**Exercise instructions**
Count the lines in the records beneath this task that contain the string "each", then give the count by itself.

Point-per-instance localization data:
*** Begin section ***

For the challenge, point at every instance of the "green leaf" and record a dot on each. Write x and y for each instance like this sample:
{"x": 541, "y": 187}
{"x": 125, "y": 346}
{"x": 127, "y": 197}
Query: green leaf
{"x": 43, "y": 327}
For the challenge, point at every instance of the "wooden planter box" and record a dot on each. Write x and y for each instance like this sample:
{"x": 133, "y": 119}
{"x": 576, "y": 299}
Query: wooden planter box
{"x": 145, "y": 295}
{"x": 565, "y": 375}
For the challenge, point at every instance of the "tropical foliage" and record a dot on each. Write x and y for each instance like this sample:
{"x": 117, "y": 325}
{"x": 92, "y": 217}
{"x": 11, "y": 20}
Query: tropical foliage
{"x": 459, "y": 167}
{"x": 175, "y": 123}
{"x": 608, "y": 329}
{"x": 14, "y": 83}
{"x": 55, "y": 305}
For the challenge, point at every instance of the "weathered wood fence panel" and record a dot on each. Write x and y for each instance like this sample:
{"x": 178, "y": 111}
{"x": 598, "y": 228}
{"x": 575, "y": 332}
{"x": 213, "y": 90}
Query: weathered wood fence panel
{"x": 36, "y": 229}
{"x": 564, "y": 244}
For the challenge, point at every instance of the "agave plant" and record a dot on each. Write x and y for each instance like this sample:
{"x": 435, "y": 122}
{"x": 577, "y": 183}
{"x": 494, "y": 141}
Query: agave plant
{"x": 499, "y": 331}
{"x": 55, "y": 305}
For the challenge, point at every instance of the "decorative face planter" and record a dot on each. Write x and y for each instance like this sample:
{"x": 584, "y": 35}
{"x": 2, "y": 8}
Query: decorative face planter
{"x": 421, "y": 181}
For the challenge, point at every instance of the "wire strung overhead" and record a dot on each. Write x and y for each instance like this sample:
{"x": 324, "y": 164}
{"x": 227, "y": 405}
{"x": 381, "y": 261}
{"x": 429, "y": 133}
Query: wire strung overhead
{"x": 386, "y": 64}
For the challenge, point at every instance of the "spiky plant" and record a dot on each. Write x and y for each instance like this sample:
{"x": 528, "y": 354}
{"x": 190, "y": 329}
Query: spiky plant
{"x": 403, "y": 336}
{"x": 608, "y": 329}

*** End section ***
*** Begin section ***

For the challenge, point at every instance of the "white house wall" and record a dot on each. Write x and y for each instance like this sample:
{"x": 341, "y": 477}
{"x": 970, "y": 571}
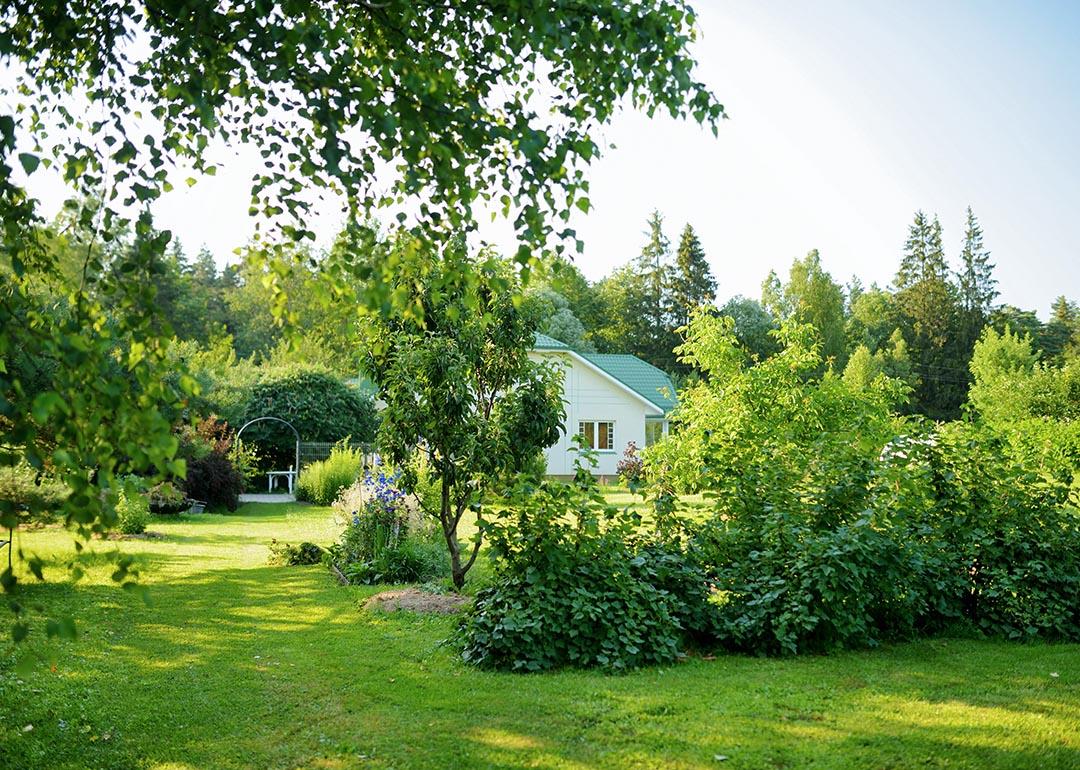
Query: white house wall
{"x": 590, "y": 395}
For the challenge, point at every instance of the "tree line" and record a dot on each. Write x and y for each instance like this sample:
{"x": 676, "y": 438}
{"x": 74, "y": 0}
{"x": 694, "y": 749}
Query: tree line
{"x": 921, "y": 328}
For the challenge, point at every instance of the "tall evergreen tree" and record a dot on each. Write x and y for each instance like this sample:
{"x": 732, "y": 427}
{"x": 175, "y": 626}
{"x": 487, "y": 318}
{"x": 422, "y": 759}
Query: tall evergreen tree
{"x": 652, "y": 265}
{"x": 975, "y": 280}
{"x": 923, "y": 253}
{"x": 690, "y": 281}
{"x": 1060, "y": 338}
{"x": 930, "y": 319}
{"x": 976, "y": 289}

*** End section ***

**Solution to the problem**
11